▸ About this exercise
Copy out the full article about the Gatwick drone incident word for word, with nothing changed.

▸ Source text
*** Block opens ***

Gatwick Airport Drama Uncovers Scary Truth About Consumer Drones
One of the amazing things about the recent drone incident at London Gatwick is that the appearance of two unmanned aerial vehicles flying into operational runway space prompted the closure of Britain’s second-busiest airport for more than a day. With further sightings of drones, Gatwick only reopened to limited service after a 36-hour interruption, and those responsible for operating the drone remain at large.
This is by no means the first incident of drones causing problems at airports — there have been similar incidents in Canada, Dubai, Poland, and China. But the event at Gatwick is unusual in both the length of its duration and the presence and repeated use of multiple drones.
The growing availability and affordability of consumer drones means that risks to airports, and other secure spaces will rise — and the countermeasures currently deployed against them leave room for improvement and need to be more widely adopted.

*** Block closes ***

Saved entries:
*** Block opens ***

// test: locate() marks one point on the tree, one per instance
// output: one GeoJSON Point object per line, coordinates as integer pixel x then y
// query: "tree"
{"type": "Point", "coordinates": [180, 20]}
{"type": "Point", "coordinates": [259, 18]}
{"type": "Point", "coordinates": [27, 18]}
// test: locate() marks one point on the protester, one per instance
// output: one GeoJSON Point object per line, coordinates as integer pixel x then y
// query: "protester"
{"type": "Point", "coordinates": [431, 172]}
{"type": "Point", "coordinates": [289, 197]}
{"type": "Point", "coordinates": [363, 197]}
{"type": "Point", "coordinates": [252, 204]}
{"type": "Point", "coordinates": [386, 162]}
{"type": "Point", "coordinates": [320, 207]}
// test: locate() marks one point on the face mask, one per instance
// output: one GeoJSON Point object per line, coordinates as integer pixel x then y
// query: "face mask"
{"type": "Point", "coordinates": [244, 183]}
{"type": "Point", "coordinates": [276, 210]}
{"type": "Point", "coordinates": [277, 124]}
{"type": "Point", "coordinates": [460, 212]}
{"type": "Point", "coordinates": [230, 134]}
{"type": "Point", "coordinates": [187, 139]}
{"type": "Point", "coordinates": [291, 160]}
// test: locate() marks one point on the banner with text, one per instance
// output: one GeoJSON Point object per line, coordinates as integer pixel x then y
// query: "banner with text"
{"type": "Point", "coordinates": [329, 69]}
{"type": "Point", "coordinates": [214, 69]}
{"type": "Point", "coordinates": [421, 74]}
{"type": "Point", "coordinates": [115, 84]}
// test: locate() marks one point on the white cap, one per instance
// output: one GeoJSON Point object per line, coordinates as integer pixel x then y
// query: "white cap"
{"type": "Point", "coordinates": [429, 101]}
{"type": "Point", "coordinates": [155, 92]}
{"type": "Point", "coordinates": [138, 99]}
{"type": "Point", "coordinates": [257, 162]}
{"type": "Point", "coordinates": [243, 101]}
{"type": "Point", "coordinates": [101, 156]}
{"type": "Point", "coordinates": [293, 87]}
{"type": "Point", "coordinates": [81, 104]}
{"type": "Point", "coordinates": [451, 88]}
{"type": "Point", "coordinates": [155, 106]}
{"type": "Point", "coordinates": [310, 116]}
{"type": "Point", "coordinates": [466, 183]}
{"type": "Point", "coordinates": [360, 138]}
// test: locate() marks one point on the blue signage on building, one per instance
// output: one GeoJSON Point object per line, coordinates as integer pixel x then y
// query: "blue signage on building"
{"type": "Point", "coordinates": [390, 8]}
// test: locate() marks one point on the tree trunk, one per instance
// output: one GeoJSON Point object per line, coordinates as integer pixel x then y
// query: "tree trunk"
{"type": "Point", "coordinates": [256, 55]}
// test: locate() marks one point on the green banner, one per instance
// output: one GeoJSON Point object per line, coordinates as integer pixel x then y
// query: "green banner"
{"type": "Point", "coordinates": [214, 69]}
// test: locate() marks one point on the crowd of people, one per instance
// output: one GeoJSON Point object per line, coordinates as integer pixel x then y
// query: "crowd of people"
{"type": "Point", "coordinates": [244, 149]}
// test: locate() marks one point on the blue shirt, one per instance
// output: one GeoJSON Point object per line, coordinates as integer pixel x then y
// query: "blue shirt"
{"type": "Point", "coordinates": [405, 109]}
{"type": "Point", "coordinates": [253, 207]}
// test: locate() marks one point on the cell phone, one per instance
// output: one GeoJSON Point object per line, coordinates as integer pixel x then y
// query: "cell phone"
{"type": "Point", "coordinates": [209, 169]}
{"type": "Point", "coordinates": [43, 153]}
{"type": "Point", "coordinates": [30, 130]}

*** Block closes ***

▸ Output
Gatwick Airport Drama Uncovers Scary Truth About Consumer Drones
One of the amazing things about the recent drone incident at London Gatwick is that the appearance of two unmanned aerial vehicles flying into operational runway space prompted the closure of Britain’s second-busiest airport for more than a day. With further sightings of drones, Gatwick only reopened to limited service after a 36-hour interruption, and those responsible for operating the drone remain at large.
This is by no means the first incident of drones causing problems at airports — there have been similar incidents in Canada, Dubai, Poland, and China. But the event at Gatwick is unusual in both the length of its duration and the presence and repeated use of multiple drones.
The growing availability and affordability of consumer drones means that risks to airports, and other secure spaces will rise — and the countermeasures currently deployed against them leave room for improvement and need to be more widely adopted.